◆ **What is required**:
Will you quote only the lines starting at the one that contains "Note: one point per instance of the white and" and ending with the last line of the listing below, inclusive?

---

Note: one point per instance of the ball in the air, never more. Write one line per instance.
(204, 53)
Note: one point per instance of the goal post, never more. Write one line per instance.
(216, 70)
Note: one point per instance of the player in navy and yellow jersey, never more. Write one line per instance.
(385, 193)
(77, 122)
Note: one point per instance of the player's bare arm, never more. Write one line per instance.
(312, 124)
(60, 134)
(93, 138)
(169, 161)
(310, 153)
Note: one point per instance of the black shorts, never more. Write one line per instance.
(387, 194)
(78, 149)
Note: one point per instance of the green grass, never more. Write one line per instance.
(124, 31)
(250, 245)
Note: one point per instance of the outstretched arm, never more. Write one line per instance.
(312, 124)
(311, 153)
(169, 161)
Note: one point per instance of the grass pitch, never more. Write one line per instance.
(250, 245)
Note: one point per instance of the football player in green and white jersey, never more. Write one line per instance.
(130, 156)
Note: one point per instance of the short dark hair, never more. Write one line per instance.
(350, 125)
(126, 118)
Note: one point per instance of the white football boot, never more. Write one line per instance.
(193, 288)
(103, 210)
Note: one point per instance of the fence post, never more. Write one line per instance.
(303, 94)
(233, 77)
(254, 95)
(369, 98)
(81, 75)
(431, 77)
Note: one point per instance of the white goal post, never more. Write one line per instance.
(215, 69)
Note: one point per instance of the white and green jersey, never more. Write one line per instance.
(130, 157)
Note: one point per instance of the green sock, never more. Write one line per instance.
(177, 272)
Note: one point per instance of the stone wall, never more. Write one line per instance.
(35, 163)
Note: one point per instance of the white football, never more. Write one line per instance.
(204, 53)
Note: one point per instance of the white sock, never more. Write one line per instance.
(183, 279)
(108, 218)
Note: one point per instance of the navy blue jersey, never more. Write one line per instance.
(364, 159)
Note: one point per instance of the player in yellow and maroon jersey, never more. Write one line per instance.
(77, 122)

---

◆ **Output of the task**:
Note: one point per instance of the white and green jersey, never more. Write one line per instance.
(130, 157)
Note: one point per instance of the green sock, never more. Write one line per instance.
(177, 272)
Note: one point per instance of the stone wall, never more. Write one line per instance.
(35, 163)
Note: one point per instance of the white football, never more. Write one line per instance.
(204, 53)
Note: one point per instance of the white sock, never more. Write one line per instance.
(183, 279)
(108, 218)
Note: one point per instance of the navy blue jersey, never more. Write one line per instance.
(364, 159)
Note: one point per instance of the player in yellow and maroon jersey, never more. Write one line per instance.
(77, 122)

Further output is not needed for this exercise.